**Material shown:**
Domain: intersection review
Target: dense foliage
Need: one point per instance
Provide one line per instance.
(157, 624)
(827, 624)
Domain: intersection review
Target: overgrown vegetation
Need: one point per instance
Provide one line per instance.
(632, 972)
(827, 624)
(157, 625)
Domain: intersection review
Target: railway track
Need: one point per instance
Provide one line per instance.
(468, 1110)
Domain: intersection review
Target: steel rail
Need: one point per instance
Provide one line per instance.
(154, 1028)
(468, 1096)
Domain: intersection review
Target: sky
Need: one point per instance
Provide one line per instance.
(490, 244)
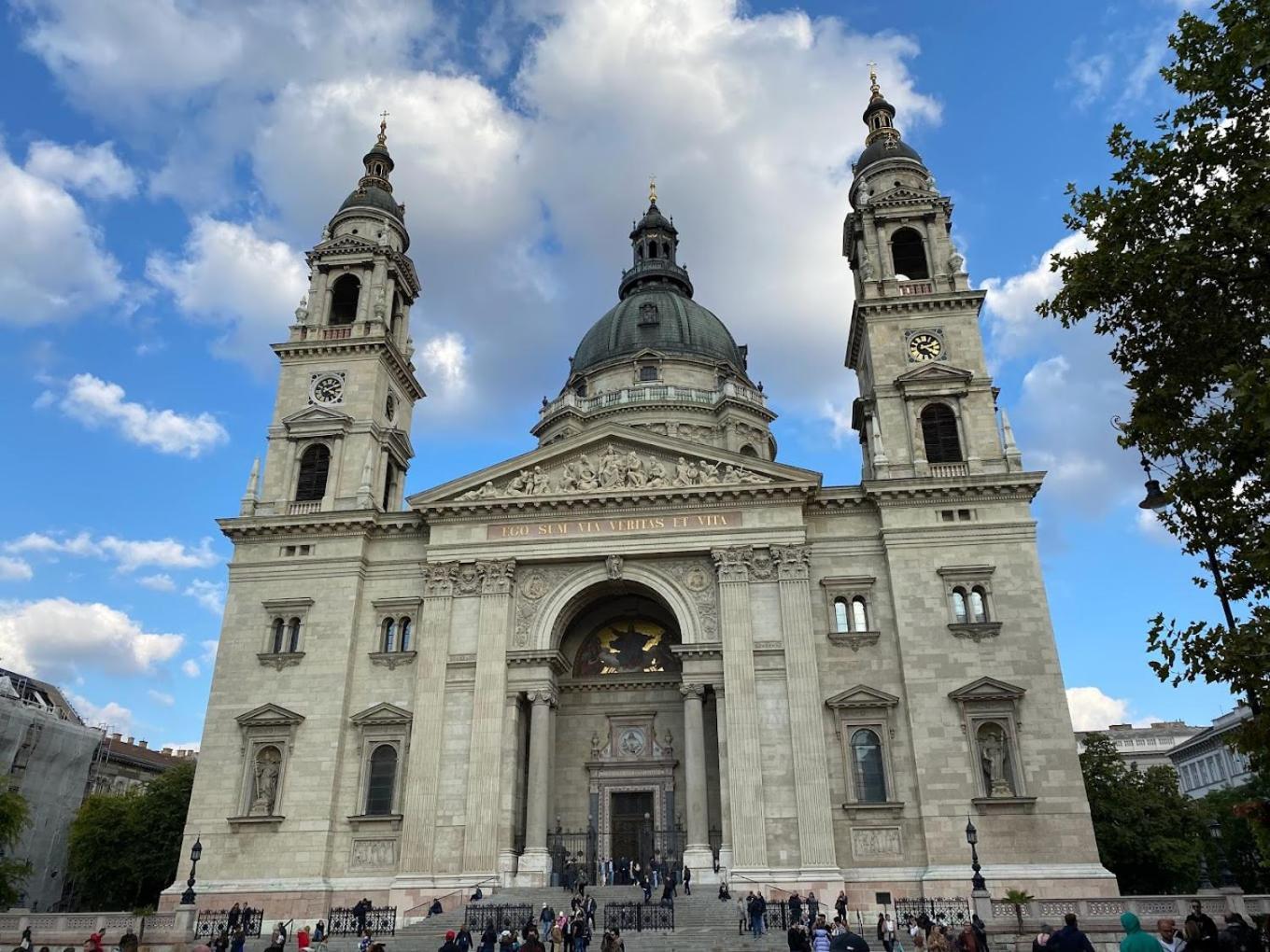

**Problem description:** Reproduce every entry above in full and exactly, though not its pictures.

**Your solution:**
Domain: intersection review
Target: dense foliage
Need: one point per instance
Provide one line per instance.
(157, 624)
(827, 624)
Domain: intersection review
Target: overgrown vegetation
Need: one point per instance
Provide one line per instance.
(632, 972)
(827, 624)
(157, 625)
Domain: intersection review
Target: railway track
Need: one point per instance
Provide one line per instance.
(468, 1110)
Domain: intersection review
Target: steel rail
Need: one point per instance
Provide one line per instance.
(154, 1028)
(468, 1096)
Domain: intersection review
Target: sky
Need: one point per instance
Provide one line per instance.
(490, 244)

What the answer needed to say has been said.